■ **The problem**:
Where a picture occurs in the data, omit it, and copy all remaining data exactly.
[Opening Extracted data section]
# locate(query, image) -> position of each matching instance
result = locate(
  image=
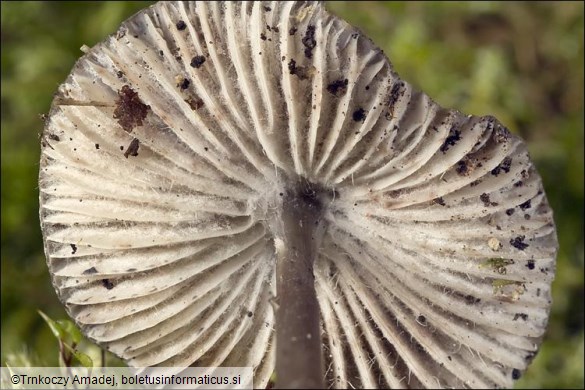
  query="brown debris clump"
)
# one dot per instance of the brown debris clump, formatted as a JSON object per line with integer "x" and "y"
{"x": 130, "y": 110}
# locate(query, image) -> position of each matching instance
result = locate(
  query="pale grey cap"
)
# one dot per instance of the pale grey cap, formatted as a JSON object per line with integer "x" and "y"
{"x": 167, "y": 152}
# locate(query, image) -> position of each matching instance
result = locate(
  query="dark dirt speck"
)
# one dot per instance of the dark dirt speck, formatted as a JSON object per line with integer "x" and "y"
{"x": 90, "y": 271}
{"x": 518, "y": 243}
{"x": 132, "y": 149}
{"x": 359, "y": 115}
{"x": 503, "y": 166}
{"x": 107, "y": 283}
{"x": 338, "y": 87}
{"x": 451, "y": 140}
{"x": 197, "y": 61}
{"x": 130, "y": 110}
{"x": 309, "y": 41}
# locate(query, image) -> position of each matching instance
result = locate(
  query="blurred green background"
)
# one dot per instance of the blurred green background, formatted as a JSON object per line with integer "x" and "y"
{"x": 522, "y": 62}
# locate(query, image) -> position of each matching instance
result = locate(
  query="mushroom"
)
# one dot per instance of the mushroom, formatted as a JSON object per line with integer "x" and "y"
{"x": 251, "y": 184}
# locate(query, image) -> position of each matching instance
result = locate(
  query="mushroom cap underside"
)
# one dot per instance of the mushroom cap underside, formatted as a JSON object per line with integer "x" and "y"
{"x": 165, "y": 159}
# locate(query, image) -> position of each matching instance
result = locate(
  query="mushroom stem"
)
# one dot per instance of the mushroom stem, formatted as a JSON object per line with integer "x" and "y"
{"x": 298, "y": 336}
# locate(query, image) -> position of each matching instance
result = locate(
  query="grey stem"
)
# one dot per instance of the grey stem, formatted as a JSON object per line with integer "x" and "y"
{"x": 298, "y": 336}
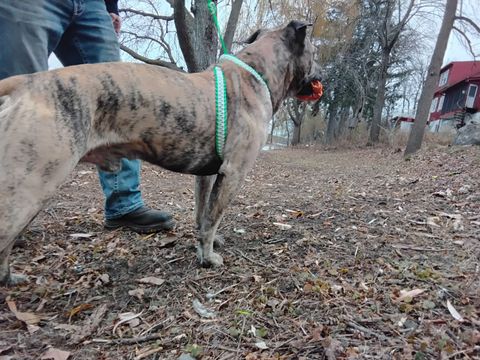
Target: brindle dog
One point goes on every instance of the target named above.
(100, 113)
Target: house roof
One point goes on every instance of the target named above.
(460, 71)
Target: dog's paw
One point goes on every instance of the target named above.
(218, 241)
(214, 260)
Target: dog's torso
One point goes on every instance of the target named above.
(143, 111)
(103, 112)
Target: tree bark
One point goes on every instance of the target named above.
(423, 109)
(232, 23)
(380, 99)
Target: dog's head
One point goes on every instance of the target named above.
(292, 47)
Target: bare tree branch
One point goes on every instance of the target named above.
(184, 26)
(143, 13)
(146, 60)
(469, 21)
(469, 43)
(161, 43)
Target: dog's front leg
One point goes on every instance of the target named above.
(203, 189)
(227, 183)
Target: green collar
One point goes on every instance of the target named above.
(221, 113)
(247, 67)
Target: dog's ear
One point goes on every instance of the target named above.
(295, 34)
(253, 37)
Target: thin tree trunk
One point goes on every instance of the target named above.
(272, 129)
(296, 134)
(423, 108)
(380, 99)
(332, 119)
(232, 23)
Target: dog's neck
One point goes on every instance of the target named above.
(274, 67)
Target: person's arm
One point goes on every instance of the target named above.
(112, 8)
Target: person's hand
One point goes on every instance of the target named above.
(117, 22)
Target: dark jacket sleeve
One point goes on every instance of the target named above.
(112, 6)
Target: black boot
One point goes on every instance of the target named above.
(143, 220)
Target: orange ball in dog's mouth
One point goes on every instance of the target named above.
(311, 92)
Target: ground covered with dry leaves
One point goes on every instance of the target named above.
(353, 254)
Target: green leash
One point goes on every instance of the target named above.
(221, 113)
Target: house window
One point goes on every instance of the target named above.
(440, 103)
(444, 78)
(433, 107)
(472, 93)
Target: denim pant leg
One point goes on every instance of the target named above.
(29, 31)
(90, 38)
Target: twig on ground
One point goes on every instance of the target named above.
(129, 341)
(367, 331)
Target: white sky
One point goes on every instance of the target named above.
(456, 49)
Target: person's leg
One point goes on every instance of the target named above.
(90, 38)
(30, 29)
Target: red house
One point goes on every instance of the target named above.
(457, 97)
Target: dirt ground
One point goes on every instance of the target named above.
(353, 254)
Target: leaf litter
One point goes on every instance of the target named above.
(379, 259)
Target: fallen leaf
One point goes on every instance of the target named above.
(166, 241)
(151, 280)
(295, 213)
(129, 318)
(67, 327)
(201, 310)
(408, 296)
(138, 293)
(432, 221)
(261, 345)
(26, 317)
(456, 315)
(81, 236)
(55, 354)
(78, 309)
(91, 324)
(283, 226)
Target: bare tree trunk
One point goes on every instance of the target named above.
(272, 129)
(332, 119)
(296, 134)
(297, 116)
(423, 108)
(380, 99)
(232, 23)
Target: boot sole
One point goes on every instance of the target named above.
(142, 229)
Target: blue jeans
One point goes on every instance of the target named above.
(78, 32)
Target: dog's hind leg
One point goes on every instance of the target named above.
(12, 221)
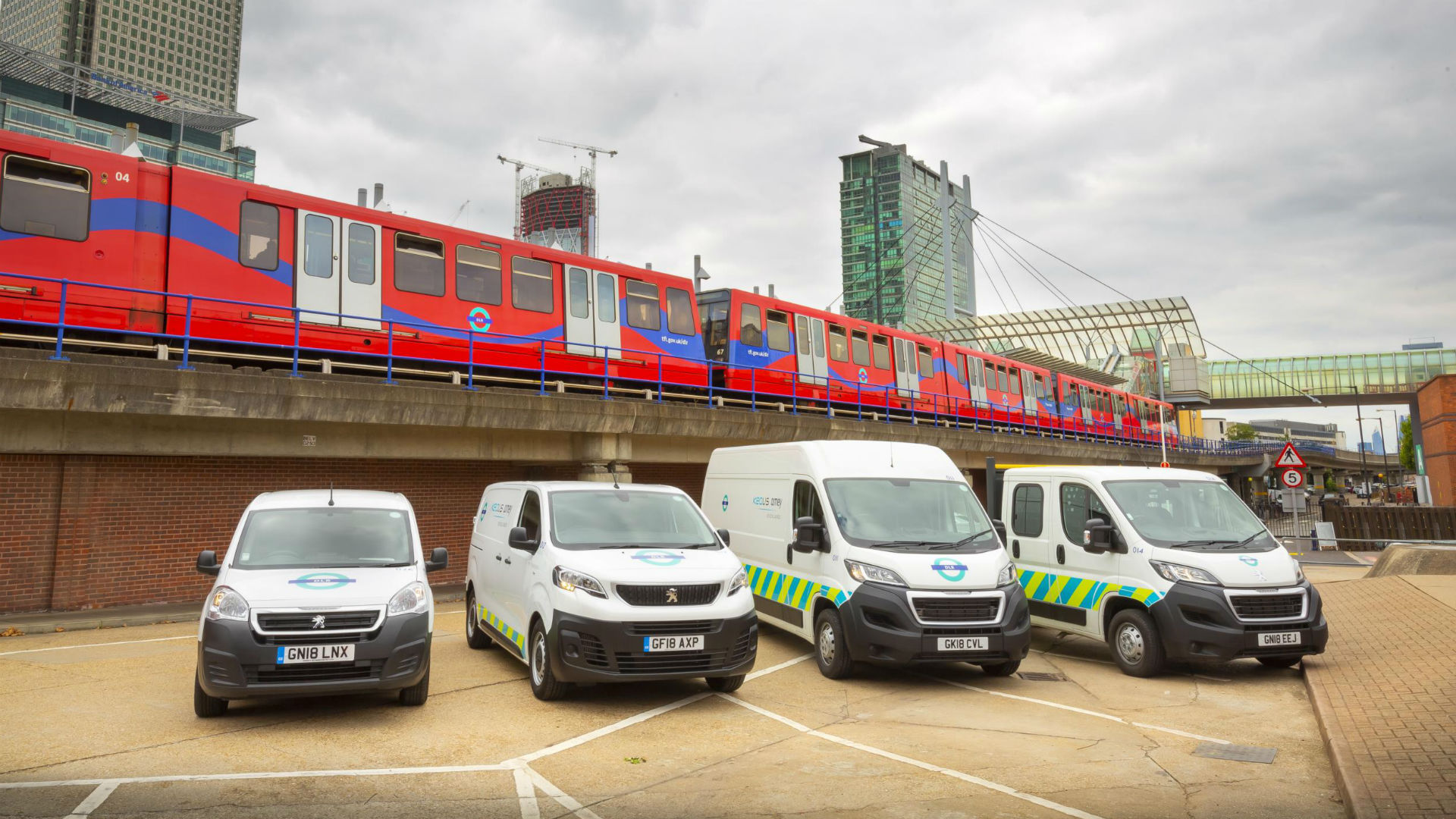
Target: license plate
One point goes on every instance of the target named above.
(963, 643)
(677, 643)
(315, 653)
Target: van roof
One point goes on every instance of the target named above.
(350, 499)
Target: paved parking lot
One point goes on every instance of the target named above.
(101, 723)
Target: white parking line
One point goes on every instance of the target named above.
(952, 773)
(1050, 704)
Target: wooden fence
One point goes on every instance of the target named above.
(1391, 523)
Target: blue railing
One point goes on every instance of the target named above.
(875, 401)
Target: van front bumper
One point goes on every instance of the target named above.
(881, 629)
(1199, 624)
(598, 651)
(234, 662)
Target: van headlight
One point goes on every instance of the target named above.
(226, 604)
(573, 580)
(1174, 573)
(411, 599)
(867, 573)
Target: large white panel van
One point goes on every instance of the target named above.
(587, 582)
(874, 551)
(1158, 563)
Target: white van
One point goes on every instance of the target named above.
(587, 582)
(1158, 563)
(319, 592)
(873, 551)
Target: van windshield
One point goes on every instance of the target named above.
(595, 519)
(1193, 515)
(324, 538)
(910, 515)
[Closing Extracted data section]
■ **Answer section**:
# locate(query, image) -> position of each matching instance
result = locate(
  image=
  query="brown debris clump"
)
# one dot per instance of the brown debris clump, formatted as a JSON object per line with integer "x" and "y"
{"x": 130, "y": 110}
# locate(query, image) -> position of each matching instance
result = locate(
  query="pale grey cap"
)
# one dot per instance of the pale grey cap, formatted as a JSON object per line with integer "x" and "y"
{"x": 167, "y": 152}
# locate(query, image) -> position of each matching instance
result = locate(
  query="dark dirt speck"
)
# one dot per instance of the dark dirt speck, formatted as a JSON object per line with integer "x" and "y"
{"x": 90, "y": 271}
{"x": 518, "y": 243}
{"x": 132, "y": 149}
{"x": 359, "y": 115}
{"x": 503, "y": 166}
{"x": 107, "y": 283}
{"x": 338, "y": 87}
{"x": 451, "y": 140}
{"x": 197, "y": 61}
{"x": 130, "y": 110}
{"x": 309, "y": 41}
# locate(query, image) -> position of each matching instance
result = locate(
  query="blurred green background"
)
# one dot per instance of the blurred green background, formatted as a JSON object per line with integer "x" and "y"
{"x": 522, "y": 62}
# locate(query, image) -> position of each matching instance
result = locate(
  query="mushroom"
)
# one dot per instance of the mushroom, formatted as a JSON object per line with integer "x" and "y"
{"x": 251, "y": 184}
# locate(query, image) -> position of each matching instance
result = locate(
  query="mushroom cap underside"
)
# one dot per instance of the mushroom cap underside, formatted as a JSON object per line with integer "x" and "y"
{"x": 165, "y": 159}
# locate(query, image) -> position of each matching instance
result = locate(
  query="mushroom stem"
)
# one dot per instance of the mushroom stem, formatted as a JSON object per line with integer "x" and "y"
{"x": 298, "y": 336}
# locate(query, image) -> position of each matching instance
result = locate(
  query="grey stem"
)
# one dot per instance of the grey stem, formatted as a JSON object per line with integer "x" and "y"
{"x": 298, "y": 336}
Target: brindle dog
One point goes on every instance of the target named above.
(100, 113)
Target: house roof
One point goes on every instance of the target named above.
(460, 71)
Target: dog's paw
One point goes on every instance of the target named above.
(218, 241)
(214, 260)
Target: dog's torso
One point goes on every instance of the target named above.
(143, 111)
(103, 112)
Target: tree bark
One point goes on every instance of the target named above.
(423, 109)
(232, 23)
(380, 99)
Target: dog's head
One point goes on every instance of the target named above.
(292, 47)
Target: bare tree branch
One point goes on every instance of the target named above.
(184, 26)
(143, 13)
(146, 60)
(469, 21)
(469, 43)
(161, 43)
Target: dog's front leg
One point goes on every instance of the target named above.
(203, 189)
(227, 183)
Target: green collar
One point goes on every instance of the target named above.
(221, 113)
(247, 67)
Target: dog's ear
One point goes on every instance of the target named above.
(295, 34)
(253, 37)
Target: thin tree trunk
One point goes on every instance of the target named above.
(272, 129)
(296, 134)
(423, 108)
(380, 99)
(332, 119)
(232, 23)
Target: dog's neck
One point goes on every instance of the target named above.
(274, 67)
Target: person's arm
One point goes on every instance of the target named above.
(112, 8)
Target: person's hand
One point goes on every instance of the target named above.
(117, 22)
Target: dark jacket sleeve
One point goes on every instance of the target named above.
(112, 6)
Target: black boot
One point goes on every instance of the target named above.
(143, 220)
Target: orange ball in dog's mouth
One point goes on every instance of the target named above.
(311, 92)
Target: ground covered with dry leaves
One point goes on every instance of the target named above.
(353, 254)
Target: green leash
One point goes on every instance of the target named above.
(221, 113)
Target: house window
One point goes on every instance of the target named above.
(440, 103)
(444, 78)
(433, 107)
(472, 93)
Target: denim pant leg
One point goes on every instance of the target named above.
(29, 31)
(90, 38)
Target: twig on ground
One point goes on every instance of the target named above.
(129, 341)
(367, 331)
Target: white sky
One point goes on every instance of the target named above.
(456, 49)
Target: person's leg
One point goes on every instance of the target named above.
(90, 38)
(30, 29)
Target: red house
One point goes on every instance of the target named above.
(457, 97)
Target: dirt ground
One point goes on every instance of the target named above.
(353, 254)
Target: leaf litter
One point goes on every instance of the target named above.
(379, 259)
Target: fallen leaf
One point goes on every instance of the target named above.
(166, 241)
(151, 280)
(295, 213)
(129, 318)
(67, 327)
(201, 310)
(408, 296)
(138, 293)
(432, 221)
(261, 345)
(26, 317)
(456, 315)
(81, 236)
(55, 354)
(78, 309)
(91, 324)
(283, 226)
Target: bare tree trunk
One point goes on every instance of the target named above.
(272, 129)
(332, 119)
(296, 134)
(297, 116)
(423, 108)
(380, 99)
(232, 23)
Target: boot sole
One point goes on every instance of the target named above.
(142, 229)
Target: blue jeans
One point goes on every instance of the target named above.
(78, 32)
Target: dog's hind leg
One point goes on every instance of the target named above.
(12, 221)
Target: license plate
One point goes on every instance of the target named above.
(963, 643)
(677, 643)
(315, 653)
Target: van roof
One point goes on every instance of the target named above.
(350, 499)
Target: paved parking lot
One point goes on every instance of the target named above.
(101, 723)
Target: white parking line
One point goes on every instance of the target named above.
(952, 773)
(1050, 704)
Target: wooden fence
One point goes on every instance of the target named above.
(1391, 523)
Target: blue railing
One point goes on every instance of the target named above.
(875, 401)
Target: van front bumper
One point goes on every instance of the target named above.
(881, 629)
(1199, 624)
(598, 651)
(234, 662)
Target: van headlight
One point goes on every instance of the target named above.
(226, 604)
(573, 580)
(1174, 573)
(411, 599)
(867, 573)
Target: large white panel van
One point goes on every instance of the target named above.
(587, 582)
(874, 551)
(1158, 563)
Target: white van
One point goes on every instance of the target named above.
(587, 582)
(1158, 563)
(319, 592)
(873, 551)
Target: van windshield
One point goes on every instance of the target named above.
(595, 519)
(1193, 515)
(324, 538)
(910, 515)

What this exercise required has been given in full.